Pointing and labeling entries

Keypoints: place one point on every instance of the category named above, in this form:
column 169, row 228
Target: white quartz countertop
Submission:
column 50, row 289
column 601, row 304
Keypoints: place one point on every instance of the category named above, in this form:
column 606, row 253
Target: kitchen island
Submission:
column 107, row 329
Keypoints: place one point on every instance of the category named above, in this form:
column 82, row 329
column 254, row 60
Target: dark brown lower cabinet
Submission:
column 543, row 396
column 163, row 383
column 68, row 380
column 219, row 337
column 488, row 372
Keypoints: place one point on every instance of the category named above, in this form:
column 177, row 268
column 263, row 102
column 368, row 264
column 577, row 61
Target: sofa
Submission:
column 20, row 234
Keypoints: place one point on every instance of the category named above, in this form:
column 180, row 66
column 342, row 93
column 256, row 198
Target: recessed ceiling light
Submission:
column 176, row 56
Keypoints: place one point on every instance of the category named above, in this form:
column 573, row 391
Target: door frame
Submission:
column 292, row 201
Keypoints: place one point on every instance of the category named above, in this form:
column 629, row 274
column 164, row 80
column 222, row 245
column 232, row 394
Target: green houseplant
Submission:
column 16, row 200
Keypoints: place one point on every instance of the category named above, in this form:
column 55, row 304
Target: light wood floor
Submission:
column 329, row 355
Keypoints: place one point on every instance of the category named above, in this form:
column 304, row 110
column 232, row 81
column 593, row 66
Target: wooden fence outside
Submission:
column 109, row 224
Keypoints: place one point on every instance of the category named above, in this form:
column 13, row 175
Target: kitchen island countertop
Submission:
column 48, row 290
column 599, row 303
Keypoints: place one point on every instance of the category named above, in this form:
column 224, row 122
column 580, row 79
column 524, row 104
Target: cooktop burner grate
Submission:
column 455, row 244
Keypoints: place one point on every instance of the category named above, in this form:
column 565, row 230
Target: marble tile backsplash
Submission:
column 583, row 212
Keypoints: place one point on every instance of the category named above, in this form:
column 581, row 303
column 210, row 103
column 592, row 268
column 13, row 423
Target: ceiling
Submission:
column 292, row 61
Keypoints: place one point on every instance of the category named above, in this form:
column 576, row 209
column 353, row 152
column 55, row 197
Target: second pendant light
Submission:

WRITTEN TASK | Reproduce every line of the material above word for word, with nothing added or left out.

TASK SOLUTION |
Keypoints: place one point on every instance of the category named above, in this form:
column 169, row 228
Target: white quartz countertop
Submission:
column 50, row 289
column 601, row 304
Keypoints: place one point on every instance of the category named above, in this form:
column 606, row 253
Target: kitchen island
Submission:
column 107, row 329
Keypoints: place one point on every instance of the category named above, in this form:
column 82, row 329
column 254, row 60
Target: dark brown lower cabinet
Submission:
column 543, row 396
column 163, row 383
column 68, row 380
column 219, row 337
column 488, row 372
Keypoints: place one point on every instance of the category named above, in this form:
column 177, row 268
column 263, row 102
column 368, row 264
column 577, row 61
Target: sofa
Submission:
column 20, row 234
Keypoints: place one point on every instance of the category named above, in this form:
column 180, row 66
column 342, row 93
column 256, row 198
Target: recessed ceiling light
Submission:
column 176, row 56
Keypoints: place one point on every instance of the category named above, in this form:
column 573, row 391
Target: door frame
Submission:
column 292, row 201
Keypoints: place one point on every instance of the category named above, in this form:
column 629, row 274
column 164, row 80
column 222, row 245
column 232, row 394
Target: green houseplant
Submission:
column 16, row 200
Keypoints: place one point on every instance of the category named above, in this form:
column 55, row 304
Target: light wood floor
Submission:
column 329, row 355
Keypoints: place one point on every instance of the category named above, in this form:
column 304, row 110
column 232, row 81
column 593, row 66
Target: wooden fence outside
Submission:
column 109, row 224
Keypoints: place one point on every instance of the category named above, in this form:
column 13, row 175
Target: kitchen island countertop
Submission:
column 48, row 290
column 599, row 303
Keypoints: place one point on every instance of the category named above, in this form:
column 224, row 122
column 580, row 79
column 524, row 104
Target: cooktop burner grate
Submission:
column 455, row 244
Keypoints: place one point on every instance of the category named above, in this form:
column 565, row 230
Target: marble tile backsplash
Submission:
column 583, row 212
Keypoints: place one point on every instance of the category named above, in this form:
column 581, row 303
column 210, row 103
column 592, row 268
column 13, row 423
Target: ceiling
Submission:
column 292, row 61
Keypoints: place one point on every instance of the category named above, in this form:
column 576, row 209
column 353, row 152
column 55, row 197
Target: second pendant light
Submission:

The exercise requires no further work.